Start of PROVIDED RECORDS

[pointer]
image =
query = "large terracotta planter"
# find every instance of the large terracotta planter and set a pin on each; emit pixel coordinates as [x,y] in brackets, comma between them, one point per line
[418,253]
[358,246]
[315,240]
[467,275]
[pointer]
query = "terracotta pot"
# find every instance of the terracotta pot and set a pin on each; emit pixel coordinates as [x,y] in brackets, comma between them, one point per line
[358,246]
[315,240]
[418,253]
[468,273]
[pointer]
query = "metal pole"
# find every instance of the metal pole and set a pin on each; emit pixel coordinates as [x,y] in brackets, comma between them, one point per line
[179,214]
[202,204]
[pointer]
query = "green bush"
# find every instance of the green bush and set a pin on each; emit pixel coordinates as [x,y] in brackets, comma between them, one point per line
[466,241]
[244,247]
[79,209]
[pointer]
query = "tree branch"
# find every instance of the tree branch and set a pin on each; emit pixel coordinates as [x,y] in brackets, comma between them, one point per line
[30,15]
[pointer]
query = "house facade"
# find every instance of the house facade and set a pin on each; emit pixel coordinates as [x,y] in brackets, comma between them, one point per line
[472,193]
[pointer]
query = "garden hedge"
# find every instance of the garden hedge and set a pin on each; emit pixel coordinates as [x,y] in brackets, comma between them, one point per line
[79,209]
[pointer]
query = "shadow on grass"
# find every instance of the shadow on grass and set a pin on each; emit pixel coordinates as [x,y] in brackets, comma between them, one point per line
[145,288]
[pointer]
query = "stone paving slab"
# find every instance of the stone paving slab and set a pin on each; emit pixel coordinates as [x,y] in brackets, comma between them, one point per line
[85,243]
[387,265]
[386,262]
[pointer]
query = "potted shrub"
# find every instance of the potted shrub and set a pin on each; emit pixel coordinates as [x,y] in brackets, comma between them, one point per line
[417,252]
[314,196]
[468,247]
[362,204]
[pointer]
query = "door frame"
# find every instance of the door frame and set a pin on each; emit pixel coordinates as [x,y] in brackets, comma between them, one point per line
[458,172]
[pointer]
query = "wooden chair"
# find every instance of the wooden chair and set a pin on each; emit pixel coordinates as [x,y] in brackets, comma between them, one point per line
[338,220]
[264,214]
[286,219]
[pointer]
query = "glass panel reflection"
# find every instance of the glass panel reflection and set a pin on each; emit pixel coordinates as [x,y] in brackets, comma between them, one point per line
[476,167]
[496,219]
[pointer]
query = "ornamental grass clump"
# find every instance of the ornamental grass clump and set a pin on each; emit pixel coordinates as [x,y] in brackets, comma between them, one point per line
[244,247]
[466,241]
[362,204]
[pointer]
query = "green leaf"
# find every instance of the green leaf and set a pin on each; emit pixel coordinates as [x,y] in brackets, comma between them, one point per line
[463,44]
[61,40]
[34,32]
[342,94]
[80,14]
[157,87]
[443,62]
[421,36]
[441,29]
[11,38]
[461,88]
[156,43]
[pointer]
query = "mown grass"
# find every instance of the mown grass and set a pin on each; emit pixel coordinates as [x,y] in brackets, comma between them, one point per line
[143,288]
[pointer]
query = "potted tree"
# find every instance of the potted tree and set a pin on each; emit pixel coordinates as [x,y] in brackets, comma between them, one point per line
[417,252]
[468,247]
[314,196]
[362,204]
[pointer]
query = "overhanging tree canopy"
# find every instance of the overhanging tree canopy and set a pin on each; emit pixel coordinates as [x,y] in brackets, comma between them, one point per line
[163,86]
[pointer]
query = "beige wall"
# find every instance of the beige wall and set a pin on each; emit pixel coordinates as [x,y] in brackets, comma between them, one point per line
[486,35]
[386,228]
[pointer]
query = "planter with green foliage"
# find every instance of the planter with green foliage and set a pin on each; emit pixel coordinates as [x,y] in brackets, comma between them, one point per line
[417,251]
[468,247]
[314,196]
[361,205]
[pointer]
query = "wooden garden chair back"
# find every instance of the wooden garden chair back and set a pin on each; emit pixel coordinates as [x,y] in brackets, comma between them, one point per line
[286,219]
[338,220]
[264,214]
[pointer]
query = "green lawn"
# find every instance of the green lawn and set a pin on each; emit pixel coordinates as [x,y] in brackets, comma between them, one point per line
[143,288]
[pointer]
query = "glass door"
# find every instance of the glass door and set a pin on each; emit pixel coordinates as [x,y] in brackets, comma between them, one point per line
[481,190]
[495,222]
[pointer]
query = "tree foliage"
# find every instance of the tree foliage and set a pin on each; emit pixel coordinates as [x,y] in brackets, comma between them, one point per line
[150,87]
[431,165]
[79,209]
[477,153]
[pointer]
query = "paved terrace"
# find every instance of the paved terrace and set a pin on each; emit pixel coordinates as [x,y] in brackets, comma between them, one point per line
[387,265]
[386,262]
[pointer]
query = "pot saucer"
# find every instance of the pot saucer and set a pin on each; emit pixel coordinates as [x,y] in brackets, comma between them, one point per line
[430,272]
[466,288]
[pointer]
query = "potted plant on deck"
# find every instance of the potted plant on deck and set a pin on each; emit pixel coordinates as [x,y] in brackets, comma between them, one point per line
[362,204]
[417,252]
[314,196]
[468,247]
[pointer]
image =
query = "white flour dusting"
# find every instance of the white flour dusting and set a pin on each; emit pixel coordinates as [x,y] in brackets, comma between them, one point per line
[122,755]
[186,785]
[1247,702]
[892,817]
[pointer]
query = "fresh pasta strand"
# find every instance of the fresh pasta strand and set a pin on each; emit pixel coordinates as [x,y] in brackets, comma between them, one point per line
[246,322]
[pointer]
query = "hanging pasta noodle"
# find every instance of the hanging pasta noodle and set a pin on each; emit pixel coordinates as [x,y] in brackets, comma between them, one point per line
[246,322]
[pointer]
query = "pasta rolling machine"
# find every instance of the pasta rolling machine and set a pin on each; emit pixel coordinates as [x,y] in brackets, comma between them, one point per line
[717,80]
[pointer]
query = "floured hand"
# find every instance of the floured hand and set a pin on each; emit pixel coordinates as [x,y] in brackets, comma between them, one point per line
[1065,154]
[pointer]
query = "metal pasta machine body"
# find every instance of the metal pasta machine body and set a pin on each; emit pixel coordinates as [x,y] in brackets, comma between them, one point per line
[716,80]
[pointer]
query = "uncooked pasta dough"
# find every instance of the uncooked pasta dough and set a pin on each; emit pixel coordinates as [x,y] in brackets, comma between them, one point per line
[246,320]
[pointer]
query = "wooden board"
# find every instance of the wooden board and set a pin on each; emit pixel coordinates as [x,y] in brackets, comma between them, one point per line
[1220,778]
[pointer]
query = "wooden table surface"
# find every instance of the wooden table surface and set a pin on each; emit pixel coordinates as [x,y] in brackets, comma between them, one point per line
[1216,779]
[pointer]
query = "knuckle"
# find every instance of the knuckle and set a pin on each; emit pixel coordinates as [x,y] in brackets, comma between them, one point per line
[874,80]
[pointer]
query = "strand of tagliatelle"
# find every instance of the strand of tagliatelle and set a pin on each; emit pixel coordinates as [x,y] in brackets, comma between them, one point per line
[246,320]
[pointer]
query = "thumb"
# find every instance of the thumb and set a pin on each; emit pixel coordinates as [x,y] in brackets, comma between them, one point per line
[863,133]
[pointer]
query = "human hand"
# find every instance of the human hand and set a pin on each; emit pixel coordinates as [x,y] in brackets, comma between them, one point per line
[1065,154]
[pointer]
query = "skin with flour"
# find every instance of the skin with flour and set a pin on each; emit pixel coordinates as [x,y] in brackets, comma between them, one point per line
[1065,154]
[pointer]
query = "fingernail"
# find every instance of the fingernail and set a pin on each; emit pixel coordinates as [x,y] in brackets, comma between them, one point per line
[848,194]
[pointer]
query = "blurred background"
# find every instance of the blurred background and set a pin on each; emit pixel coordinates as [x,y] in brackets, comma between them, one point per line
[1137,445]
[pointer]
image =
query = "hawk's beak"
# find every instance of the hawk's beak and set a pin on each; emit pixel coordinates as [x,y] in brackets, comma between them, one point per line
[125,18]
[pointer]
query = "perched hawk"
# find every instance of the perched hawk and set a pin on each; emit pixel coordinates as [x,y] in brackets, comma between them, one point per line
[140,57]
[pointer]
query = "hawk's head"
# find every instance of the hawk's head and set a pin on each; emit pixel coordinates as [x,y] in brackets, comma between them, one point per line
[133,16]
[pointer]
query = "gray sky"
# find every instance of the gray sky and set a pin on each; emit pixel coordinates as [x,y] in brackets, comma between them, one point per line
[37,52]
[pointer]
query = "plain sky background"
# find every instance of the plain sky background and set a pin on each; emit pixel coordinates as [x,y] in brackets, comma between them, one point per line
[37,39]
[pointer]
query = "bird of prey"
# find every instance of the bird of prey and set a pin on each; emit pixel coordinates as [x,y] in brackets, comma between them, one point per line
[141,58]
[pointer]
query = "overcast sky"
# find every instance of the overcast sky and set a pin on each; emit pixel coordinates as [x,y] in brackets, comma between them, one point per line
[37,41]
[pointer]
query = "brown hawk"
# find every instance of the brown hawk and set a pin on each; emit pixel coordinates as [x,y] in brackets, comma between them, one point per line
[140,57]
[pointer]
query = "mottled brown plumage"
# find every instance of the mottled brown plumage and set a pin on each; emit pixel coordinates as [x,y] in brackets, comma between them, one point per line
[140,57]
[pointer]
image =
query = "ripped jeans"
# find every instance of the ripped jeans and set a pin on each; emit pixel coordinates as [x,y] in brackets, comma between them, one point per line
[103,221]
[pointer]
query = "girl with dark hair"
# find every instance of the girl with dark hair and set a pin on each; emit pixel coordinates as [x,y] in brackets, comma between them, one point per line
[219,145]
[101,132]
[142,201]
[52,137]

End of PROVIDED RECORDS

STATED GOAL
How many lines of the items above contain the word "tagliatelle"? Count only exact-case matches, and reply with the number alone.

ANSWER FOR THE TASK
2